■ **Goal**: Reproduce the items from the line containing "Place one keypoint on each instance of the bird's black chin" through the end of the items, requests included. Scale every coordinate in the answers by 1.8, rounding each to a whole number with halves rounded up.

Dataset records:
** begin **

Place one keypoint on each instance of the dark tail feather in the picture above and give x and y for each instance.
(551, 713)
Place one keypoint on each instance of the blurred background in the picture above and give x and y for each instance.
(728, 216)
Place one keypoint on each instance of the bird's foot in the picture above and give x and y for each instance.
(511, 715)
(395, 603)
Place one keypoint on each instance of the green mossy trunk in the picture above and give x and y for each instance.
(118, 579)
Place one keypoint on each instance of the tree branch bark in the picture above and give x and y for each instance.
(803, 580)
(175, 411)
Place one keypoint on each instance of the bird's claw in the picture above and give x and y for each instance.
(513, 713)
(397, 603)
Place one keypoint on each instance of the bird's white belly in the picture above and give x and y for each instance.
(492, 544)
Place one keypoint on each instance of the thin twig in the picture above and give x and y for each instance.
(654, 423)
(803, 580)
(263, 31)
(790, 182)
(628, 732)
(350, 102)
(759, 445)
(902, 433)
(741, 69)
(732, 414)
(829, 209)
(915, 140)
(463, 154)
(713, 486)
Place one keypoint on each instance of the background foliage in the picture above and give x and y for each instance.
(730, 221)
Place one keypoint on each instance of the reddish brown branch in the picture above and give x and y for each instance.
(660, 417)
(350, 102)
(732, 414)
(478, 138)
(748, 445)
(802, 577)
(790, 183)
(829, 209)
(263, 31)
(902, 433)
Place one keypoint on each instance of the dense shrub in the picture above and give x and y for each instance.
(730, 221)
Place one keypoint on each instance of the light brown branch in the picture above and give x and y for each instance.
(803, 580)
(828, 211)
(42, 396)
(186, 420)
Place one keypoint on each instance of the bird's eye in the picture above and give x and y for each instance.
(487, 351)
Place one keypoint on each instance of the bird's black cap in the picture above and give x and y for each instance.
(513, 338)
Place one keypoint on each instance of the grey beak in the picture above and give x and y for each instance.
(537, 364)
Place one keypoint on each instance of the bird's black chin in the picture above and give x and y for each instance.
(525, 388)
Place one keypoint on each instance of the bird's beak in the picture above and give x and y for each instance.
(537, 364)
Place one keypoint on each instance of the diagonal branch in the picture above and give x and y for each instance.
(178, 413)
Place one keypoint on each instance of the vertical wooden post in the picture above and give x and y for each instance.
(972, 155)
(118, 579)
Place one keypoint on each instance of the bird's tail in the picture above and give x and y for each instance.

** end **

■ **Full output**:
Place one keypoint on each instance of the bird's black chin in the picture above and give x and y for each instance.
(945, 698)
Place one keypoint on each instance of the bird's beak in the picture above and give x and y for each instance.
(967, 655)
Place one keypoint on each instance of the diagonal branch in the picture above and give x and y for each instance.
(320, 743)
Place one keypoint on each instance of the vertical wooden post in the picture above and give x and y for each instance.
(1750, 279)
(212, 1042)
Place one keypoint on each instance of the bird's tail in the picture above and give x and y for each instance.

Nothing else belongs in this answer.